Return the data below line for line, omitting the pictures from your answer.

- Stored items from a collection:
>> Begin
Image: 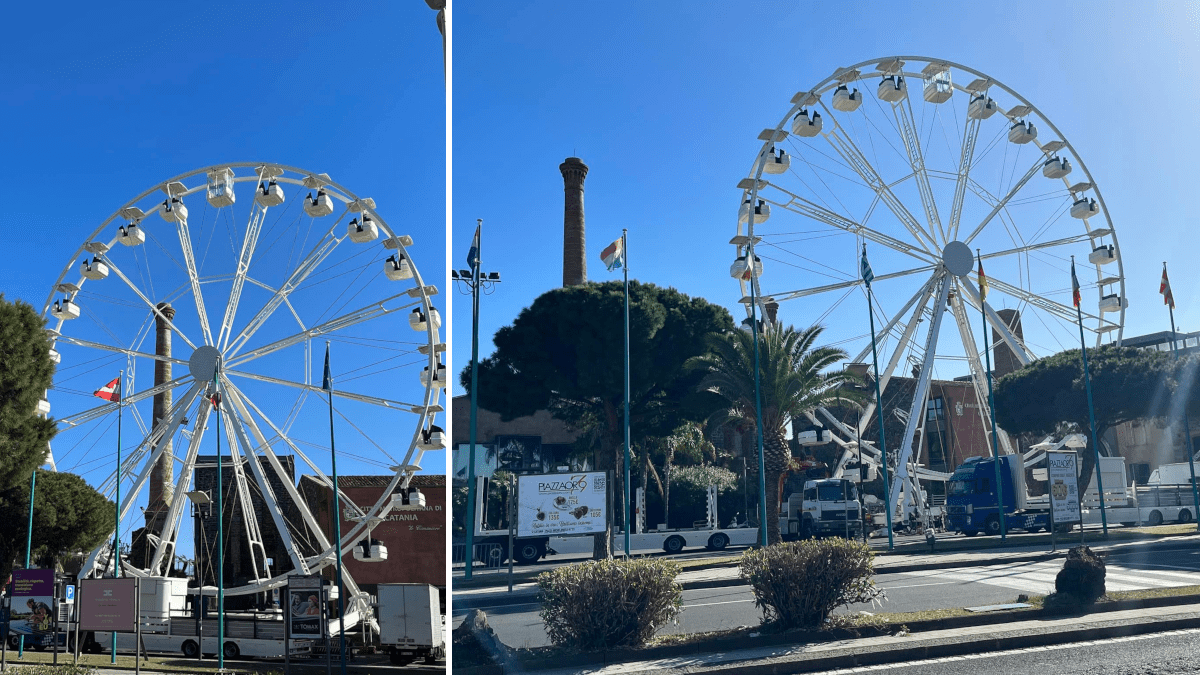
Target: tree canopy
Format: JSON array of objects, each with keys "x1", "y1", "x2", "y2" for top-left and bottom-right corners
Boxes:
[{"x1": 461, "y1": 281, "x2": 733, "y2": 555}]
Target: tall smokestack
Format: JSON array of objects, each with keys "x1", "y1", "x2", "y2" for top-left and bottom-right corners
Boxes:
[
  {"x1": 558, "y1": 157, "x2": 588, "y2": 286},
  {"x1": 146, "y1": 303, "x2": 175, "y2": 534}
]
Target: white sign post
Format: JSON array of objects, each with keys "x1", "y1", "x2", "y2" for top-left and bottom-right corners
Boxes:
[{"x1": 516, "y1": 472, "x2": 608, "y2": 537}]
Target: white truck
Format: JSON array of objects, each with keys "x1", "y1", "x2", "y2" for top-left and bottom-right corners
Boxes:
[{"x1": 376, "y1": 584, "x2": 445, "y2": 665}]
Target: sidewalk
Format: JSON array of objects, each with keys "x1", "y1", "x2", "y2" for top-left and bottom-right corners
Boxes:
[{"x1": 452, "y1": 534, "x2": 1200, "y2": 611}]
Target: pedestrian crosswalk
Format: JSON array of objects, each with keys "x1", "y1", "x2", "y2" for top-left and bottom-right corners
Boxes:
[{"x1": 902, "y1": 561, "x2": 1200, "y2": 595}]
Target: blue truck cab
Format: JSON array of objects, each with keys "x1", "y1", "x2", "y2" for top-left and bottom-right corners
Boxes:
[{"x1": 946, "y1": 455, "x2": 1050, "y2": 537}]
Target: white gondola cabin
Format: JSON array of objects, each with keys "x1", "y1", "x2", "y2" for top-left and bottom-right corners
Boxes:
[
  {"x1": 354, "y1": 539, "x2": 388, "y2": 562},
  {"x1": 1070, "y1": 197, "x2": 1100, "y2": 220},
  {"x1": 254, "y1": 178, "x2": 283, "y2": 207},
  {"x1": 116, "y1": 222, "x2": 146, "y2": 246},
  {"x1": 208, "y1": 167, "x2": 238, "y2": 209},
  {"x1": 762, "y1": 148, "x2": 792, "y2": 174},
  {"x1": 50, "y1": 298, "x2": 79, "y2": 321},
  {"x1": 967, "y1": 94, "x2": 996, "y2": 120},
  {"x1": 1100, "y1": 293, "x2": 1129, "y2": 312},
  {"x1": 79, "y1": 258, "x2": 108, "y2": 280},
  {"x1": 383, "y1": 253, "x2": 413, "y2": 281},
  {"x1": 878, "y1": 74, "x2": 908, "y2": 103},
  {"x1": 304, "y1": 190, "x2": 334, "y2": 217},
  {"x1": 792, "y1": 108, "x2": 822, "y2": 138},
  {"x1": 1087, "y1": 244, "x2": 1117, "y2": 265},
  {"x1": 421, "y1": 363, "x2": 446, "y2": 389},
  {"x1": 730, "y1": 256, "x2": 762, "y2": 281},
  {"x1": 408, "y1": 307, "x2": 442, "y2": 330},
  {"x1": 1042, "y1": 157, "x2": 1070, "y2": 178},
  {"x1": 833, "y1": 84, "x2": 863, "y2": 113},
  {"x1": 1008, "y1": 120, "x2": 1038, "y2": 145},
  {"x1": 346, "y1": 214, "x2": 379, "y2": 244},
  {"x1": 158, "y1": 197, "x2": 187, "y2": 222},
  {"x1": 738, "y1": 199, "x2": 770, "y2": 223},
  {"x1": 924, "y1": 70, "x2": 954, "y2": 103}
]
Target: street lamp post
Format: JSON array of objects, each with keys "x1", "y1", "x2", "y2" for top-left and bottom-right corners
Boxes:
[{"x1": 450, "y1": 219, "x2": 512, "y2": 579}]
>> End
- Result of this task:
Image: 
Target: tree canopy
Format: JSON array of objects, each with keys "x1", "y1", "x2", "y2" for top-left and bottom-right corners
Boxes:
[{"x1": 461, "y1": 281, "x2": 733, "y2": 555}]
Target: tall smokestack
Format: JSON array of objects, each with keys "x1", "y1", "x2", "y2" for top-left and bottom-right corners
Boxes:
[
  {"x1": 558, "y1": 157, "x2": 588, "y2": 286},
  {"x1": 146, "y1": 303, "x2": 175, "y2": 534}
]
Target: white sign post
Format: JSON array of objects, each with keys "x1", "y1", "x2", "y2" for top-left and bottom-right corners
Boxes:
[{"x1": 516, "y1": 472, "x2": 608, "y2": 537}]
Target: white truck
Format: JSON array of objects, each with keys "x1", "y1", "x2", "y2" for top-left and bottom-right corners
Boxes:
[{"x1": 376, "y1": 584, "x2": 445, "y2": 665}]
Target: sidewalk
Format: JSON array of objects, each with keys "x1", "y1", "x2", "y2" for top-left and bottom-right corners
Boxes:
[{"x1": 452, "y1": 534, "x2": 1200, "y2": 611}]
Target: pedestrian crosswalk
Format: JSON array of objects, each with keys "x1", "y1", "x2", "y2" for top-left and bottom-right corners
Boxes:
[{"x1": 902, "y1": 561, "x2": 1200, "y2": 595}]
Target: blue truck cab
Format: JSON array of objects, each with keys "x1", "y1", "x2", "y2" for top-left and bottom-right corners
Boxes:
[{"x1": 946, "y1": 455, "x2": 1050, "y2": 537}]
Target: white gondola cabin
Format: JSON array of objects, each with keys "x1", "y1", "x2", "y2" for top-left and bottom-right corners
Boxes:
[
  {"x1": 354, "y1": 539, "x2": 388, "y2": 562},
  {"x1": 1070, "y1": 197, "x2": 1100, "y2": 220},
  {"x1": 254, "y1": 178, "x2": 283, "y2": 207},
  {"x1": 116, "y1": 222, "x2": 146, "y2": 246},
  {"x1": 208, "y1": 167, "x2": 238, "y2": 209},
  {"x1": 762, "y1": 148, "x2": 792, "y2": 174},
  {"x1": 50, "y1": 298, "x2": 79, "y2": 321},
  {"x1": 967, "y1": 94, "x2": 996, "y2": 120},
  {"x1": 1100, "y1": 293, "x2": 1129, "y2": 312},
  {"x1": 79, "y1": 258, "x2": 108, "y2": 280},
  {"x1": 383, "y1": 253, "x2": 413, "y2": 281},
  {"x1": 878, "y1": 74, "x2": 908, "y2": 103},
  {"x1": 304, "y1": 190, "x2": 334, "y2": 217},
  {"x1": 792, "y1": 108, "x2": 822, "y2": 138},
  {"x1": 1087, "y1": 244, "x2": 1117, "y2": 265},
  {"x1": 421, "y1": 363, "x2": 446, "y2": 389},
  {"x1": 730, "y1": 256, "x2": 762, "y2": 281},
  {"x1": 408, "y1": 307, "x2": 442, "y2": 330},
  {"x1": 1042, "y1": 157, "x2": 1070, "y2": 178},
  {"x1": 833, "y1": 84, "x2": 863, "y2": 113},
  {"x1": 1008, "y1": 120, "x2": 1038, "y2": 145},
  {"x1": 346, "y1": 214, "x2": 379, "y2": 244},
  {"x1": 158, "y1": 197, "x2": 187, "y2": 222},
  {"x1": 738, "y1": 199, "x2": 770, "y2": 223},
  {"x1": 924, "y1": 70, "x2": 954, "y2": 103}
]
Target: street lamp post
Format: JSON array of objects, each with keys "x1", "y1", "x2", "y2" for top-left and bottom-right corners
Boxes:
[{"x1": 450, "y1": 219, "x2": 512, "y2": 579}]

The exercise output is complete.